Quelles sont les professions qui risquent d’être touchées en premier?

L’intelligence artificielle aujourd’hui est très forte pour tout ce qui est reconnaissance visuelle et audio. Elle remplacera par exemple le travail que font certaines personnes dans les usines, comme vérifier qu’un produit est sans défaut. Tout ce qui est traduction ou retranscription pourra être fait par un logiciel. Les métiers de secrétaire et d’employé de bureau sont particulièrement menacés. Avec l’arrivée du véhicule autonome, presque au point techniquement, ce sont tous les métiers de la conduite, transporteurs routiers et chauffeurs de taxi, qui risquent bien de disparaître. Par contre, les métiers où il faut être créatif et prendre des décisions resteront entre les mains de l’homme.

Comme artiste, comédien et chef d’Etat…

(Rires) Oui, même les technophiles les plus convaincus ne pensent pas que les machines pourront remplacer l’humain dans ces professions.

Mais si les emplois répétitifs et éreintants devaient disparaître, serait-ce si catastrophique?

Au fond, même si la totalité des emplois disparaissaient, serait-ce une mauvaise chose? Pourquoi les robots ne feraient-ils pas tout le travail à notre place? On pourrait choisir alors d’être oisif, de pratiquer du sport ou des activités associatives… Oui, mais le problème vient du fait que, dans notre modèle de société, le travail sert à gagner de l’argent. Or, comment survivre sans salaire, sans reconnaissance sociale? Le chômage fait perdre toute situation, toute considération, tout lien social. Si on changeait le monde, ce serait parfait. Mais notre monde actuel n’est pas adapté à une telle évolution.

> _Données brutes_

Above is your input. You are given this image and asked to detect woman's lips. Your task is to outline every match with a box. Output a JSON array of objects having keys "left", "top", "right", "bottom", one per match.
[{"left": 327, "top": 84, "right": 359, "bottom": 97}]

> _Consignes_
- 1) Répondez aux questions suivantes d'après l'extrait :
(a) Quels métiers sont présentés comme particulièrement menacés ?
(b) Quelles professions de la conduite risquent de disparaître avec l'arrivée du véhicule autonome ?
(c) Dans notre modèle de société, à quoi sert le travail ?
- 2) Résumez l'extrait en deux phrases.
- 3) Traduisez en anglais cette phrase de l'extrait : « Par contre, les métiers où il faut être créatif et prendre des décisions resteront entre les mains de l'homme. »

> _Réponses attendues_
- 1)
(a) Les métiers de secrétaire et d'employé de bureau.
(b) Les transporteurs routiers et les chauffeurs de taxi.
(c) À gagner de l'argent.

- 2) L'intelligence artificielle, très forte en reconnaissance visuelle et audio, menace surtout la vérification des produits en usine, la traduction, la retranscription, le secrétariat, le travail de bureau et la conduite, mais les métiers créatifs et de décision resteront aux mains de l'homme. La disparition des emplois poserait problème, car dans notre modèle de société le travail sert à gagner de l'argent et le chômage fait perdre toute considération et tout lien social.

- 3) On the other hand, jobs that require being creative and making decisions will remain in human hands.